_Task directions_
In the passage on the comfort women's campaign for redress, copy out everything from "By 1993 we also" down to "reparation in Japan." word for word.

*** Opening of Text shown ***

Their testimonies indict not only Japan’s wartime conduct but also its failure to accept war time responsibility against many victims of the war.  For the first time in history, mighty Japan is being challenged by the women survivors, for its crime against humanity during the second world war.  Never before an issue that started on a local level would put the government of Japan in a defensive position in the diplomatic community, for its war responsibility. The former comfort women and its women’s rights activists supporters did not imagine that they started a movement, so relentless against a powerful country, for recognition of sexual slavery and sexual violence as crimes against humanity.

 

The supporters of the comfort women started to bring the issues to their national governments, demanding that they take up the issue of the comfort women with the government of Japan.  We advanced the issue internationally by bringing it to the UN Commission on Human Rights in Geneva, asking UN Rapporteur  on Violence Against Women Rhadhika  Coomaraswamy to do a fact finding mission in 1994 to victimized countries in Asia to interview the former comfort women and make the necessary report for their demands for compensation and reparation.   By 1996, we lobbied for a new Rapporteur on Systematic Rape, Sexual Slavery, and Slavery Like practices during armed conflict at the UN Sub-Commission on Prevention of Discrimination  and Protection of Minorities.  She duly acknowledges that it was the activism of the comfort women supporters which was the “significant impetus” for the UN’s commissioning of her 1998 report, on slavery like practices during the war.

 

By 1993 we also brought the comfort women to the UN  World Conference on Human Rights in Vienna, demanding in the language of the Platform for Action that all crimes committed in war be addressed.  By 1993, I spearheaded the filing of the court case at the Tokyo District Court the case of the Filipina comfort women.  We have 46 Filipina plaintiff, this was the beginning of a long struggle for recognition on the right to compensation, restitution and reparation in Japan.

*** Close of Text shown ***
*** Opening of Given information ***

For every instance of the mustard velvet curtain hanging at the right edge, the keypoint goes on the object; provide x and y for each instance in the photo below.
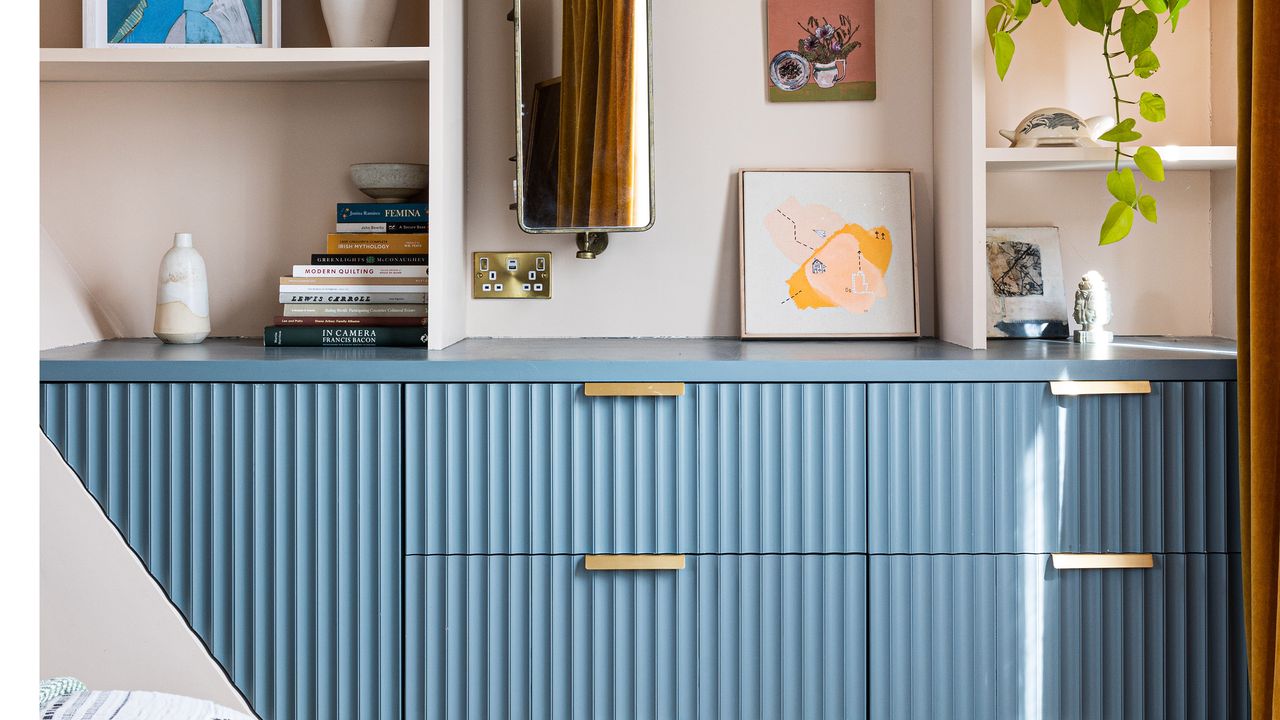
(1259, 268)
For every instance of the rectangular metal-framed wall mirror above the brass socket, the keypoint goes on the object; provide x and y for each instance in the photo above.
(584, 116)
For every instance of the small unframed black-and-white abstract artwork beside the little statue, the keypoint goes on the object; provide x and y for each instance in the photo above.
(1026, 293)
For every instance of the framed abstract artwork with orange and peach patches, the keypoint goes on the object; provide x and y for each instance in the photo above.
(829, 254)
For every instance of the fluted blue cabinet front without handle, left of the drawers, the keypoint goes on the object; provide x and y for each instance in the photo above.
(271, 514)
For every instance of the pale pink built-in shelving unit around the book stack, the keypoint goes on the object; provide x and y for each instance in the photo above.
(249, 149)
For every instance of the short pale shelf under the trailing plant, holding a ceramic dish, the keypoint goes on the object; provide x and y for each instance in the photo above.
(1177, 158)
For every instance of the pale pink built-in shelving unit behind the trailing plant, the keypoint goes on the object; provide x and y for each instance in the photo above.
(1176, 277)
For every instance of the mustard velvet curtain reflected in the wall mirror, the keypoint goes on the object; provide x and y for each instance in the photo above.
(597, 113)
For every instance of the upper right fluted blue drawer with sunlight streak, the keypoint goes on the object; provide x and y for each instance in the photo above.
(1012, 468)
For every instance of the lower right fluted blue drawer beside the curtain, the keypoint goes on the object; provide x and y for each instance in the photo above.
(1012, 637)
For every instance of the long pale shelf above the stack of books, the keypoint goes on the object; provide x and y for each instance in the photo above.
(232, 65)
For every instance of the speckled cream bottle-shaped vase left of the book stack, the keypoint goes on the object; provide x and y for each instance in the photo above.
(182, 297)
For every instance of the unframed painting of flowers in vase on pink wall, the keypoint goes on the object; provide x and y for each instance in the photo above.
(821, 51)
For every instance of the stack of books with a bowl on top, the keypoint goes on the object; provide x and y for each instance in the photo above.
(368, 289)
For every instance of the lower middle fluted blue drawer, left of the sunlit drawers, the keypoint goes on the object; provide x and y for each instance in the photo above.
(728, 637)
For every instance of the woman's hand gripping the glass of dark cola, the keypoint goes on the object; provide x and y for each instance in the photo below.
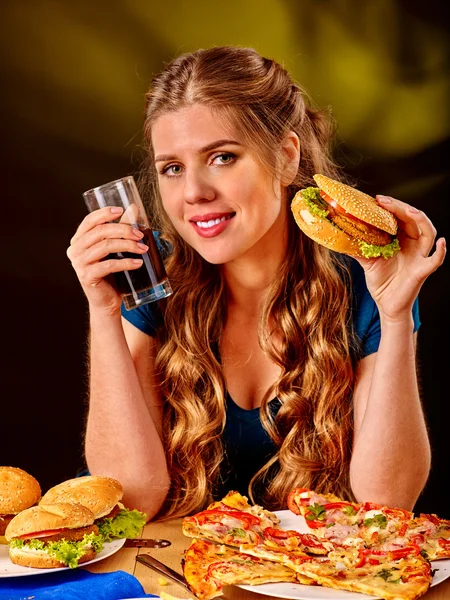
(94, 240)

*** Close of Given information ***

_Response_
By 1993 we also brought the comfort women to the UN  World Conference on Human Rights in Vienna, demanding in the language of the Platform for Action that all crimes committed in war be addressed.  By 1993, I spearheaded the filing of the court case at the Tokyo District Court the case of the Filipina comfort women.  We have 46 Filipina plaintiff, this was the beginning of a long struggle for recognition on the right to compensation, restitution and reparation in Japan.